──────── Excerpted text ────────

GCSE and A-Level exams will be cancelled for all pupils in England this summer as a result of the coronavirus pandemic.

Education Secretary Gavin Williamson told the Commons pupils would instead be offered teacher assessed grades based on their work rather than using the failed algorithm system which saw exam results thrown into chaos last year.

Mr Williamson said the decision to force the closure of schools in a bid to curb the spread of the coronavirus meant it was "not possible" to hold the exams over the summer, but that the final details of how the assessment process would work was being "fine tuned" with exams regulator, Ofqual.

Meanwhile, Williamson announced that state schools in England would still be ordered to provide between 4-5 hours of online teaching for pupils during the lockdown to ensure they could continue their studies.

Announcing the changes in a Commons statement, Mr Williamson said: "Although exams are the fairest way of assessing what a student knows, the impact of this pandemic now means that it is not possible to have these exams this year.

"I can confirm that GCSE, A Level and AS Level Exams will not go ahead this summer. This year we are going to put our trust in teachers rather than algorithms.

"The Department and Ofqual had already worked up a range of contingency options. While the details will have to be fine tuned in consultation with Ofqual, the exam boards and teaching representative organisations, I can confirm now I wish to use a form of teacher assessed grades with training and support to ensure these are awarded fairly and consistently across the country."

But Mr Williamson said exams for vocational and technical qualifications could still go ahead this month, provided colleges and schools felt it was "right to do so".

"I know students and staff have worked hard to prepare for the January exams and assessments for technical and vocational qualifications and we want to allow schools and colleges to continue with these assessments where they judge it is right to do so," he added.

"No college should feel pressure to offer these and we will ensure all students are able to progress fairly, just as we will with VTQs in the summer."

The Education Secretary also pledged extra funding to support the free school meals programme, claiming that pupils unable to access the programme through their school would be provided with vouchers.

"I know there is understandable concern about free school meals," he said.

"We are going to provide extra funding to support schools to provide food parcels or meals to eligible children. Where schools cannot provide food parcels or use local solutions, we will ensure a national voucher scheme is in place to ensure every eligible child can access free school meals while school's are closed."

His comments come after a series of government U-turns over school closures, with the order to shut them coming just hours after many pupils had returned for their first day.

But speaking on Wednesday, Prime Minister Boris Johnson said while the government was being "extremely cautious" about the timetable for easing restrictions that schools would be the "very first things to reopen".

"I know many people will ask whether the decision on schools could have been reached sooner and the answer is that we’ve been doing everything in our power to keep them open because children’s education is too vital and their futures too precious to be disrupted and until every other avenue, every other option has been closed off, and every other course of action has been taken", he said.

"That's why schools were the very last thing to close as I’ve long promised that they would be and when we begin to move out of lockdown I promise that they will be the very first things to reopen.

"That moment may come after the February half-term although we should remain extremely cautious about the timetable ahead, and as was the case last spring, our emergence from the lockdown cocoon will not be a big bang but a gradual unwrapping."

──────── Entries provided ────────

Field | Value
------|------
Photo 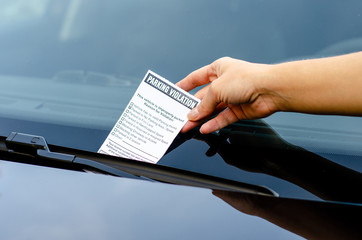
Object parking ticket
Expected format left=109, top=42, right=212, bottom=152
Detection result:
left=98, top=70, right=200, bottom=163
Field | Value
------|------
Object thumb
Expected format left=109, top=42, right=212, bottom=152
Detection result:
left=187, top=84, right=219, bottom=121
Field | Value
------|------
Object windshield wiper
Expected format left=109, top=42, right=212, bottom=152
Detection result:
left=0, top=132, right=277, bottom=196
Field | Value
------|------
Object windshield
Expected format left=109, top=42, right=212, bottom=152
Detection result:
left=0, top=0, right=362, bottom=202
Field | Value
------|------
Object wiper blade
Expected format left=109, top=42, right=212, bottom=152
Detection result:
left=5, top=132, right=148, bottom=180
left=0, top=132, right=277, bottom=196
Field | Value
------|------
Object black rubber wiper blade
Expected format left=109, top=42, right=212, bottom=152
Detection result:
left=0, top=132, right=277, bottom=196
left=5, top=132, right=148, bottom=180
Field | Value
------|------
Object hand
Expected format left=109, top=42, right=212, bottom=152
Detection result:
left=177, top=57, right=279, bottom=134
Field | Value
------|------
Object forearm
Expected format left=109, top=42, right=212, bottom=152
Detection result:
left=268, top=52, right=362, bottom=115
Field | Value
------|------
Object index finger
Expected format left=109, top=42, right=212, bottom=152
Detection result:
left=176, top=65, right=217, bottom=91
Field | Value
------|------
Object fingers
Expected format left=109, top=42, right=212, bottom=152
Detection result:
left=176, top=65, right=216, bottom=91
left=200, top=108, right=241, bottom=134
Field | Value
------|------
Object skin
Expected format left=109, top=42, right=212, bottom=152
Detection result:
left=177, top=52, right=362, bottom=134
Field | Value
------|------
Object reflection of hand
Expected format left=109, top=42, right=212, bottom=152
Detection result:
left=195, top=120, right=293, bottom=174
left=196, top=121, right=362, bottom=203
left=177, top=57, right=278, bottom=133
left=212, top=190, right=362, bottom=239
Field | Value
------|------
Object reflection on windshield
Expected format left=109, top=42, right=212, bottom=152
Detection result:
left=213, top=190, right=362, bottom=239
left=196, top=121, right=362, bottom=203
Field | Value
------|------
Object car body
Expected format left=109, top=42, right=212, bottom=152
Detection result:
left=0, top=0, right=362, bottom=239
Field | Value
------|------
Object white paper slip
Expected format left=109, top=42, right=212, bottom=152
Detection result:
left=98, top=71, right=200, bottom=163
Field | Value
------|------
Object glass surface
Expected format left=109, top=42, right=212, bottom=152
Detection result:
left=0, top=0, right=362, bottom=202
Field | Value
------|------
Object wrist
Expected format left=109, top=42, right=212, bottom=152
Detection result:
left=257, top=64, right=290, bottom=112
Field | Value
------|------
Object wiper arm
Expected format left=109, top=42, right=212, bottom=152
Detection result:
left=0, top=132, right=277, bottom=196
left=5, top=132, right=148, bottom=180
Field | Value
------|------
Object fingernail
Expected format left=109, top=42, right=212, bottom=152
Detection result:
left=187, top=108, right=199, bottom=120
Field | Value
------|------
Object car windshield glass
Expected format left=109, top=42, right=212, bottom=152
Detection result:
left=0, top=0, right=362, bottom=199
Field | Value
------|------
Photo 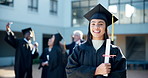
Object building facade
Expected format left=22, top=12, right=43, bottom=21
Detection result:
left=0, top=0, right=148, bottom=66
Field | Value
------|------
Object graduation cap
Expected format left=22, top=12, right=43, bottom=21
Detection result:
left=22, top=28, right=33, bottom=35
left=54, top=33, right=63, bottom=41
left=84, top=4, right=118, bottom=26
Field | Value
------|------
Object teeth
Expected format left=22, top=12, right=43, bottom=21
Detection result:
left=94, top=31, right=100, bottom=33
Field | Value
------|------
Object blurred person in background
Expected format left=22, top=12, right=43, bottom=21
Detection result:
left=66, top=4, right=126, bottom=78
left=5, top=23, right=38, bottom=78
left=39, top=33, right=67, bottom=78
left=66, top=30, right=84, bottom=55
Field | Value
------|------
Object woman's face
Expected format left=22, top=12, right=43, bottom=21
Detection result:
left=48, top=35, right=55, bottom=47
left=90, top=19, right=106, bottom=40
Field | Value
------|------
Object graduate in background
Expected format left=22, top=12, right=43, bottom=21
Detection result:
left=39, top=33, right=67, bottom=78
left=66, top=4, right=126, bottom=78
left=5, top=23, right=38, bottom=78
left=66, top=30, right=84, bottom=55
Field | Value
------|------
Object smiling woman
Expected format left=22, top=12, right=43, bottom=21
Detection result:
left=90, top=19, right=106, bottom=40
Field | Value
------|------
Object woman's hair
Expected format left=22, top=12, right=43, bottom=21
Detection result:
left=86, top=23, right=109, bottom=44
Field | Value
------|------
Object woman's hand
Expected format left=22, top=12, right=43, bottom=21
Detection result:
left=95, top=63, right=111, bottom=75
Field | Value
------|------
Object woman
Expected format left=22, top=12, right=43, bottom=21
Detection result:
left=66, top=4, right=126, bottom=78
left=40, top=33, right=67, bottom=78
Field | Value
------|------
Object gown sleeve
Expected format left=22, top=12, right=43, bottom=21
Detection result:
left=66, top=46, right=96, bottom=78
left=108, top=47, right=126, bottom=78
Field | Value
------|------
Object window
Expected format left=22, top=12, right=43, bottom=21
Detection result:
left=72, top=0, right=97, bottom=27
left=132, top=2, right=144, bottom=23
left=109, top=0, right=148, bottom=24
left=28, top=0, right=38, bottom=12
left=50, top=0, right=58, bottom=14
left=0, top=0, right=13, bottom=7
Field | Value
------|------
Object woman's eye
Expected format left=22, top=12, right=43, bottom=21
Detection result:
left=91, top=23, right=95, bottom=25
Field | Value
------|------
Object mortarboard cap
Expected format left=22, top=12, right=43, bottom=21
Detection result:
left=55, top=33, right=63, bottom=41
left=84, top=4, right=118, bottom=26
left=22, top=28, right=32, bottom=35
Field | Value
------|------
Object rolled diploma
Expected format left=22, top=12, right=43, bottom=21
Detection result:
left=103, top=39, right=111, bottom=77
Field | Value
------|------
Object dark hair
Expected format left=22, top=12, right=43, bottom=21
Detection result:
left=86, top=22, right=109, bottom=44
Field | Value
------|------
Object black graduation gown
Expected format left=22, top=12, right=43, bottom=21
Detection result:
left=5, top=32, right=38, bottom=78
left=40, top=46, right=67, bottom=78
left=66, top=42, right=126, bottom=78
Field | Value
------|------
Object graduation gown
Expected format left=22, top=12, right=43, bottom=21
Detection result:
left=40, top=46, right=67, bottom=78
left=66, top=42, right=126, bottom=78
left=5, top=31, right=38, bottom=78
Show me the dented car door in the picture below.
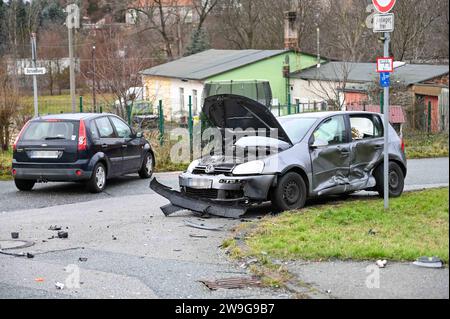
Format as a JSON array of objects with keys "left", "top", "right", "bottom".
[
  {"left": 349, "top": 114, "right": 384, "bottom": 184},
  {"left": 309, "top": 115, "right": 351, "bottom": 195}
]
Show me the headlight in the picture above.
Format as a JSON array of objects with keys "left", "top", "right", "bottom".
[
  {"left": 186, "top": 160, "right": 200, "bottom": 173},
  {"left": 233, "top": 161, "right": 264, "bottom": 175}
]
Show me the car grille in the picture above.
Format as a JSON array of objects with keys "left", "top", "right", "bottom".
[
  {"left": 184, "top": 187, "right": 218, "bottom": 199},
  {"left": 192, "top": 165, "right": 235, "bottom": 175}
]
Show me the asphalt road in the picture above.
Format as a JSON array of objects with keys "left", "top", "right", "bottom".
[
  {"left": 0, "top": 158, "right": 449, "bottom": 299},
  {"left": 0, "top": 158, "right": 449, "bottom": 212}
]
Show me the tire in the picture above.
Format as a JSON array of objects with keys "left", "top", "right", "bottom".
[
  {"left": 14, "top": 178, "right": 36, "bottom": 192},
  {"left": 86, "top": 163, "right": 106, "bottom": 193},
  {"left": 138, "top": 152, "right": 155, "bottom": 179},
  {"left": 270, "top": 172, "right": 307, "bottom": 211},
  {"left": 373, "top": 162, "right": 405, "bottom": 197}
]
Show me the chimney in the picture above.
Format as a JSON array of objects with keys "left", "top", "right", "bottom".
[{"left": 284, "top": 11, "right": 299, "bottom": 51}]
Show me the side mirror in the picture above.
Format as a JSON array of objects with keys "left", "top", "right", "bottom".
[{"left": 309, "top": 140, "right": 328, "bottom": 149}]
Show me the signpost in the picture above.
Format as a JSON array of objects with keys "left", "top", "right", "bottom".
[
  {"left": 65, "top": 3, "right": 80, "bottom": 113},
  {"left": 372, "top": 0, "right": 396, "bottom": 209}
]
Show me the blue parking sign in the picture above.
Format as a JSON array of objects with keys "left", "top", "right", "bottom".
[{"left": 380, "top": 72, "right": 391, "bottom": 88}]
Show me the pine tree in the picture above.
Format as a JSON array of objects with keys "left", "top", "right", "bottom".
[{"left": 184, "top": 28, "right": 211, "bottom": 56}]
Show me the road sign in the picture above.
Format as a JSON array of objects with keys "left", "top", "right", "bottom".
[
  {"left": 373, "top": 13, "right": 394, "bottom": 32},
  {"left": 24, "top": 68, "right": 47, "bottom": 75},
  {"left": 380, "top": 72, "right": 391, "bottom": 88},
  {"left": 377, "top": 58, "right": 394, "bottom": 73},
  {"left": 372, "top": 0, "right": 396, "bottom": 13}
]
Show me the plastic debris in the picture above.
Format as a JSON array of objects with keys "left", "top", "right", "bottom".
[
  {"left": 413, "top": 257, "right": 444, "bottom": 268},
  {"left": 58, "top": 231, "right": 69, "bottom": 238},
  {"left": 55, "top": 282, "right": 64, "bottom": 290},
  {"left": 376, "top": 260, "right": 387, "bottom": 268}
]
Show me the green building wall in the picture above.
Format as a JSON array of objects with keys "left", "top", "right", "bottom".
[{"left": 207, "top": 52, "right": 317, "bottom": 105}]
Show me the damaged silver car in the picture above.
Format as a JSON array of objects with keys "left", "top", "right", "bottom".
[{"left": 150, "top": 94, "right": 406, "bottom": 218}]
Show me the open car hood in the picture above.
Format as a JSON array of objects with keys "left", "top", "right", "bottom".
[{"left": 203, "top": 94, "right": 292, "bottom": 145}]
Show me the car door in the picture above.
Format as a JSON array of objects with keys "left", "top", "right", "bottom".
[
  {"left": 309, "top": 115, "right": 351, "bottom": 195},
  {"left": 109, "top": 116, "right": 142, "bottom": 172},
  {"left": 349, "top": 113, "right": 384, "bottom": 183},
  {"left": 94, "top": 116, "right": 123, "bottom": 177}
]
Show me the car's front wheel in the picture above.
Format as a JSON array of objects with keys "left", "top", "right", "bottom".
[
  {"left": 14, "top": 178, "right": 36, "bottom": 191},
  {"left": 271, "top": 172, "right": 307, "bottom": 211},
  {"left": 138, "top": 152, "right": 155, "bottom": 178},
  {"left": 87, "top": 163, "right": 106, "bottom": 193},
  {"left": 373, "top": 162, "right": 405, "bottom": 197}
]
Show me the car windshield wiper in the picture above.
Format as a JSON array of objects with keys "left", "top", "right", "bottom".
[{"left": 45, "top": 136, "right": 66, "bottom": 140}]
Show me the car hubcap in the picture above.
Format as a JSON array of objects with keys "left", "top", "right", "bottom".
[
  {"left": 145, "top": 155, "right": 153, "bottom": 175},
  {"left": 389, "top": 172, "right": 398, "bottom": 189},
  {"left": 284, "top": 181, "right": 300, "bottom": 204},
  {"left": 95, "top": 166, "right": 106, "bottom": 188}
]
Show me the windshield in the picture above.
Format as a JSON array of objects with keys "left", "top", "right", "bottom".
[
  {"left": 278, "top": 117, "right": 317, "bottom": 144},
  {"left": 22, "top": 121, "right": 76, "bottom": 141}
]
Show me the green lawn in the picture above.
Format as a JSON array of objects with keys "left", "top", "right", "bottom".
[
  {"left": 23, "top": 94, "right": 114, "bottom": 114},
  {"left": 237, "top": 188, "right": 449, "bottom": 263},
  {"left": 0, "top": 151, "right": 12, "bottom": 180}
]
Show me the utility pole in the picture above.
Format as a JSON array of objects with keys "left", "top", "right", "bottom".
[
  {"left": 92, "top": 45, "right": 97, "bottom": 113},
  {"left": 66, "top": 3, "right": 80, "bottom": 113},
  {"left": 31, "top": 33, "right": 39, "bottom": 117},
  {"left": 383, "top": 32, "right": 391, "bottom": 209}
]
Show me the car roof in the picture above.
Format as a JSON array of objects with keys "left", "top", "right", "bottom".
[
  {"left": 35, "top": 113, "right": 114, "bottom": 121},
  {"left": 279, "top": 111, "right": 381, "bottom": 119}
]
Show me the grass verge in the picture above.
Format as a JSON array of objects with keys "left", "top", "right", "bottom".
[
  {"left": 0, "top": 150, "right": 12, "bottom": 180},
  {"left": 232, "top": 188, "right": 449, "bottom": 263}
]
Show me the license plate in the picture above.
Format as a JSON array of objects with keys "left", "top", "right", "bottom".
[
  {"left": 30, "top": 151, "right": 60, "bottom": 159},
  {"left": 185, "top": 178, "right": 212, "bottom": 189}
]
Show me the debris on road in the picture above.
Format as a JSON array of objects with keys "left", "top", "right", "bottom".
[
  {"left": 189, "top": 234, "right": 208, "bottom": 238},
  {"left": 58, "top": 231, "right": 69, "bottom": 238},
  {"left": 376, "top": 260, "right": 387, "bottom": 268},
  {"left": 200, "top": 277, "right": 262, "bottom": 290},
  {"left": 413, "top": 257, "right": 444, "bottom": 268},
  {"left": 184, "top": 220, "right": 223, "bottom": 230},
  {"left": 55, "top": 282, "right": 64, "bottom": 290}
]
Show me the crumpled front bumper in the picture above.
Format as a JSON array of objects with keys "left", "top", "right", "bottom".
[{"left": 150, "top": 178, "right": 249, "bottom": 218}]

────────

[Exercise 1]
Output the passage from the article on the exam cancellations starting at "Mr Williamson said the" and ending at "exams regulator, Ofqual.".
[Exercise 2]
In the article on the exam cancellations, list the bodies that Williamson says will be consulted in fine tuning the details of teacher assessed grades.
The entries have no role in this work.

[Exercise result 1]
Mr Williamson said the decision to force the closure of schools in a bid to curb the spread of the coronavirus meant it was "not possible" to hold the exams over the summer, but that the final details of how the assessment process would work was being "fine tuned" with exams regulator, Ofqual.

[Exercise result 2]
Ofqual
the exam boards
teaching representative organisations